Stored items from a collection
START
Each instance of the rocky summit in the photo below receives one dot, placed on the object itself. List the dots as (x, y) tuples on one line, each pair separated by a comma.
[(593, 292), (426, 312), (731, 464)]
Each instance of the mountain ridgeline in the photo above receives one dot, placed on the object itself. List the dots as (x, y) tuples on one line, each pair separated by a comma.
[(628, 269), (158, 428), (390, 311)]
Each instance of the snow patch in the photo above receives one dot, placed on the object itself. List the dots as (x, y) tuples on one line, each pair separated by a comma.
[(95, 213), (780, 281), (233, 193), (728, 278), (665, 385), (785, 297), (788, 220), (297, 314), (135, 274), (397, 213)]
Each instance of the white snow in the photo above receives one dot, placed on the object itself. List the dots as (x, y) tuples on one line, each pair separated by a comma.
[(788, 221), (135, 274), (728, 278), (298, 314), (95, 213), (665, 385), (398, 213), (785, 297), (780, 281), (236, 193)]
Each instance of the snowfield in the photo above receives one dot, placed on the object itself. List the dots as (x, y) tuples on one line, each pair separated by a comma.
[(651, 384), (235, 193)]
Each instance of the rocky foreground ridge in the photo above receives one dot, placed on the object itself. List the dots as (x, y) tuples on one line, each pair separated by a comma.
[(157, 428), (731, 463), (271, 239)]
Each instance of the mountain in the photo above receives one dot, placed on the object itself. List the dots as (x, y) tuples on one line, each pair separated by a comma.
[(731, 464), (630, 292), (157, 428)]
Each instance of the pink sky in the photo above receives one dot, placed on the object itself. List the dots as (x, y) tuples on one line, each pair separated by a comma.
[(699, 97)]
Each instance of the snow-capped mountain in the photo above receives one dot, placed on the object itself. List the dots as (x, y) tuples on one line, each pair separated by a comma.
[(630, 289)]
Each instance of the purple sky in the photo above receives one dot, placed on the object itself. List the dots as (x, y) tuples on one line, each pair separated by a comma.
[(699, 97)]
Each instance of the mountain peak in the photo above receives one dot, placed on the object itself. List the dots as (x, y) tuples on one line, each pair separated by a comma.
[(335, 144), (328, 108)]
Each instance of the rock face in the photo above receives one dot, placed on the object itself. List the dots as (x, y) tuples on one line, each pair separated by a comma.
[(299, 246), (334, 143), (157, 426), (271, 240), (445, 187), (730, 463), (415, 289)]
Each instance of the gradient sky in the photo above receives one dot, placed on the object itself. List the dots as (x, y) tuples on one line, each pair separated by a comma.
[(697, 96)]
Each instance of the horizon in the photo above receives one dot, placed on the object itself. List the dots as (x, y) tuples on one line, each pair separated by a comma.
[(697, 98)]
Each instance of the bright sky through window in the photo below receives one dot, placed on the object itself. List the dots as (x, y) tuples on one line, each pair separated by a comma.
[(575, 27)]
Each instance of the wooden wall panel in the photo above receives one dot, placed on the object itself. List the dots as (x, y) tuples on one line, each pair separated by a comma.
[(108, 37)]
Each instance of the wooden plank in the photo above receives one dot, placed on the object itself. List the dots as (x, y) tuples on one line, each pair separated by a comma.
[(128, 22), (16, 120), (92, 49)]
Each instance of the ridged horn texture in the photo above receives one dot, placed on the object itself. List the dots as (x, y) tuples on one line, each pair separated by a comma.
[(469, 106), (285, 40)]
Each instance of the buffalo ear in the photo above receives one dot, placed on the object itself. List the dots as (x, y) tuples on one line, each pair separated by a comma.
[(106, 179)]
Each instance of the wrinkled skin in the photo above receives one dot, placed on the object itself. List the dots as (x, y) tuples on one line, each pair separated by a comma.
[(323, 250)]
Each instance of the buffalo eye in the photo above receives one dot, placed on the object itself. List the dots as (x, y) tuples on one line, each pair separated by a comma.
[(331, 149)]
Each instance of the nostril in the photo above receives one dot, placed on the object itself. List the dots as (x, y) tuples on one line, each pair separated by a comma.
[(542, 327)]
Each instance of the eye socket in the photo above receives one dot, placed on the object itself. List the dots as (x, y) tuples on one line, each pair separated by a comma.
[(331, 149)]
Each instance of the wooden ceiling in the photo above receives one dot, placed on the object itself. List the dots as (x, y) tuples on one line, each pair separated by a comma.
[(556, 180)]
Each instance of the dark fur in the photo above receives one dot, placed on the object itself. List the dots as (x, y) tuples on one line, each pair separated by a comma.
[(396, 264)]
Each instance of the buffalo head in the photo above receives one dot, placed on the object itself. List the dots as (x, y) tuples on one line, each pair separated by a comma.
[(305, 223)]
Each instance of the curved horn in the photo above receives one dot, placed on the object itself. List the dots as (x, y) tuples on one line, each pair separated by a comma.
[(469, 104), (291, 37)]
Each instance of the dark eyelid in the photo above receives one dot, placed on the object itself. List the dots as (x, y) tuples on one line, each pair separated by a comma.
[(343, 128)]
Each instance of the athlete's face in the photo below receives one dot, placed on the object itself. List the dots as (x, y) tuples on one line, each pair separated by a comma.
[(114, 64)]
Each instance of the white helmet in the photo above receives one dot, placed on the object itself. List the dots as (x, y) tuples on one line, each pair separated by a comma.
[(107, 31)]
END
- _Instruction_: Reproduce the lines starting at the one that contains "Each instance of the horizon" and ending at the one that contains "[(108, 37)]", swapping "one dot" for "a single dot" and leaving everything else unchanged.

- _Solution for this task_:
Each instance of the horizon in the photo above receives a single dot, placed on the object itself. List the dots as (x, y) tuples on one line, each pair separated by a comma.
[(697, 98)]
Each instance of the bright sky through window in the photo below receives a single dot, placed on the object itself. List the dots as (x, y) tuples on one line, each pair separated by a comma.
[(575, 27)]
Each instance of the wooden wall panel in the photo above receives a single dot, placed on the object itself. List the dots as (x, y) tuples on one line, each pair separated by a comma.
[(108, 37)]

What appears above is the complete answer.